REQUIREMENT 1
Set down, word for word, the part of the LinkedIn podcast transcript below that opens with the words containing "Bob Woods 00:33" and closes with "to that one.".
REQUIREMENT 2
Using the LinkedIn podcast transcript below, mark each statement yes or no and quote the words of the transcript that decide it. (a) The previous episode dealt with following people on LinkedIn. (b) Social Sales Link came up with the term LION. (c) Brynne Tillman is glad that LinkedIn pushed back on the LION mentality.

SELECTED PASSAGE
Episode 91: Who To Connect With (and Who Not To) on LinkedIn
Our hosts Brynne Tillman and Bob Woods are back to give you the lowdown on who to connect with (and not to connect with) on LinkedIn.
Tune in as the LinkedIn Whisperer Brynne shares why it’s crucial to engage on your prospect’s content first before requesting to connect with them. You’ll also learn how to spot LinkedIn accounts using automation to reach out and the right way to respond.
View Transcript
Bob Woods 00:00
So greetings and welcome to Making Sales Social LIVE! I’m Bob Woods and with me today is Brynne Tillman. How are you doing today, Brynne?
Brynne Tillman 00:09
I’m good, Bob. How are you?
Bob Woods 00:11
I’m doing great. Thank you, appreciate that.
Intro:
Welcome to Making Sales Social Live as we share LinkedIn and social selling training strategies and tips that will have an immediate impact on your business. Join Brynne Tillman, and me, Bob Woods, every week, Making Sales Social Live!
Bob Woods 00:33
So if you were with us last time on Making Sales Social Live, we talked about following people on LinkedIn. So that’s, you know, it’s essentially the same type of thing. When you follow someone on Twitter, you follow someone on Instagram, like that type of thing. If you want to know more, go back and listen to that one.
Today, though, we’re going to take the next step and address who you should actually connect with and maybe just a little bit about who you may not want to connect with as well. So we kind of built here at Social Sales Link, three kind of general categories, or frames of mind, that most people have when it comes to connecting with people on LinkedIn. And the first one, which actually isn’t our phrase, this was created like a long, long, long time ago on LinkedIn. In fact, it’s not even used as much, but the mindset is still there. It’s called the LION. So LION stands for LinkedIn… (Brynne: Open Networker!) Open Networking. (cross talk)
Brynne Tillman 01:33
Yup. LinkedIn Open Networker. Actually, I had read somewhere that members really tried to push this early on in LinkedIn to make the LION mentality the way that LinkedIn should work but LinkedIn pushed back a little bit, which I’m glad about.

INFORMATION SUPPLIED
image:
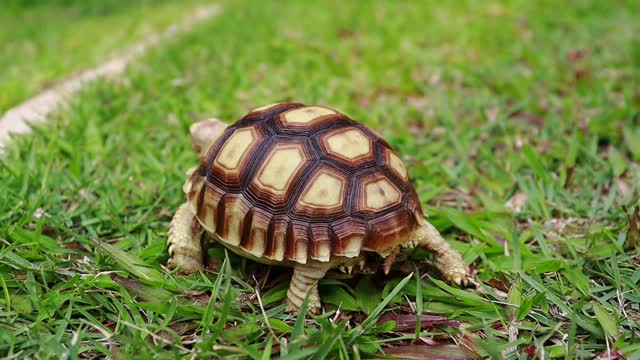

COMPLETE ANSWER 1
Bob Woods 00:33
So if you were with us last time on Making Sales Social Live, we talked about following people on LinkedIn. So that’s, you know, it’s essentially the same type of thing. When you follow someone on Twitter, you follow someone on Instagram, like that type of thing. If you want to know more, go back and listen to that one.

COMPLETE ANSWER 2
(a) Yes: "we talked about following people on LinkedIn."
(b) No: "which actually isn’t our phrase, this was created like a long, long, long time ago on LinkedIn."
(c) Yes: "LinkedIn pushed back a little bit, which I’m glad about."